• DATA ROWS:
○ ○ ○ ○ ○

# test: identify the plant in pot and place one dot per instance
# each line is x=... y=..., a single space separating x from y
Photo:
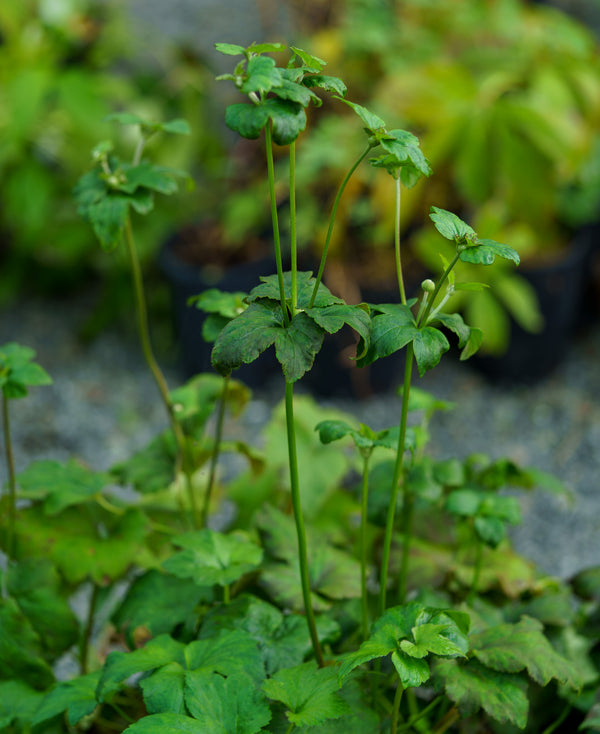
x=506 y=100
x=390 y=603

○ ○ ○ ○ ○

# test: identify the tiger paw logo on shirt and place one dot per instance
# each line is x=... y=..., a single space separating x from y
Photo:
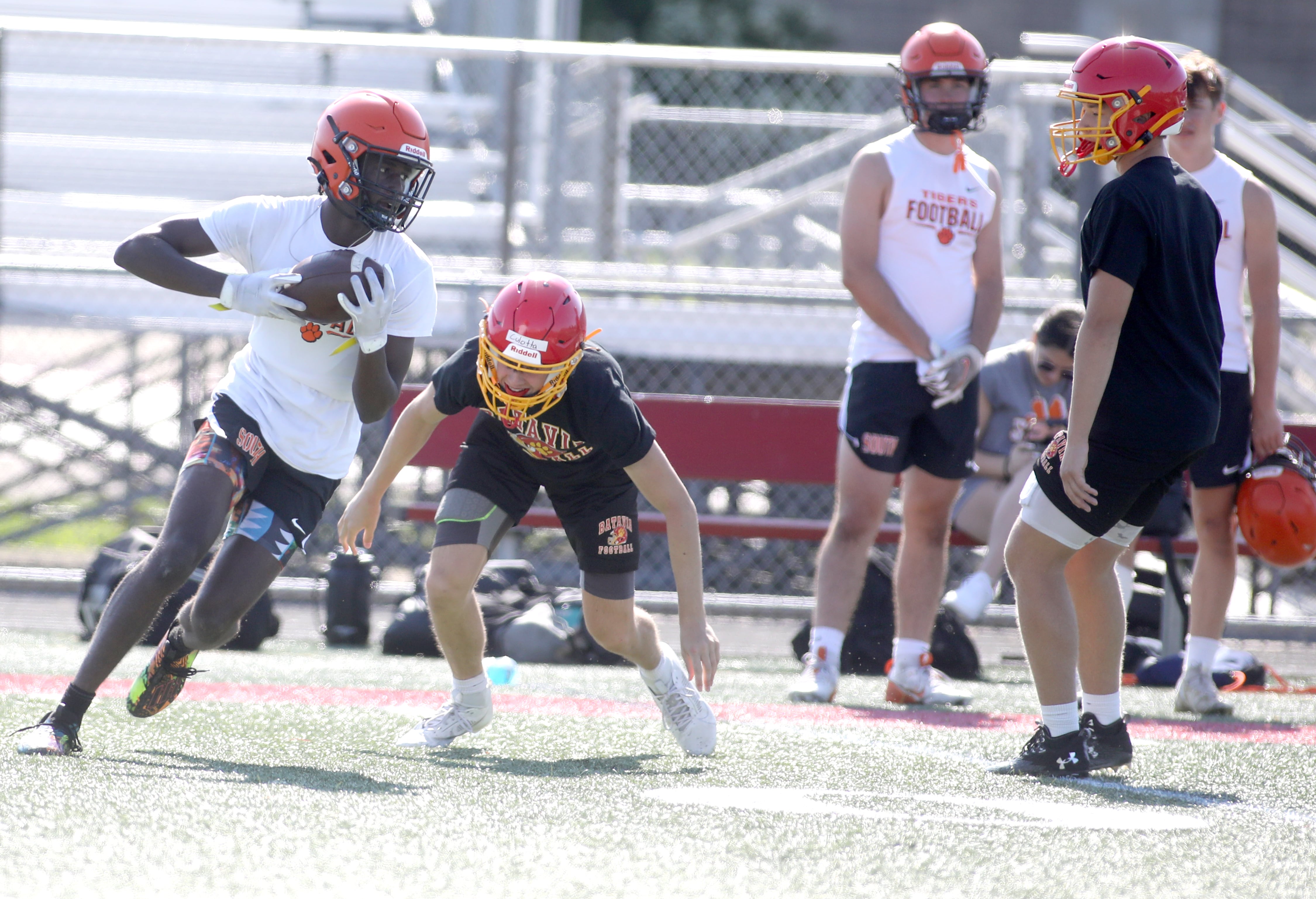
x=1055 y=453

○ ○ ○ ○ ○

• YOUR TASK: Please reproduce the records word for word, beginning at the line that contains "# test: identify the tiger" and stopping after the line that contains "x=1055 y=453". Leave the picture out of your copy.

• RESPONSE:
# test: identify the tiger paw logo on shirt and place one dot per instance
# each line is x=... y=..., a single space separating x from y
Photo:
x=1055 y=453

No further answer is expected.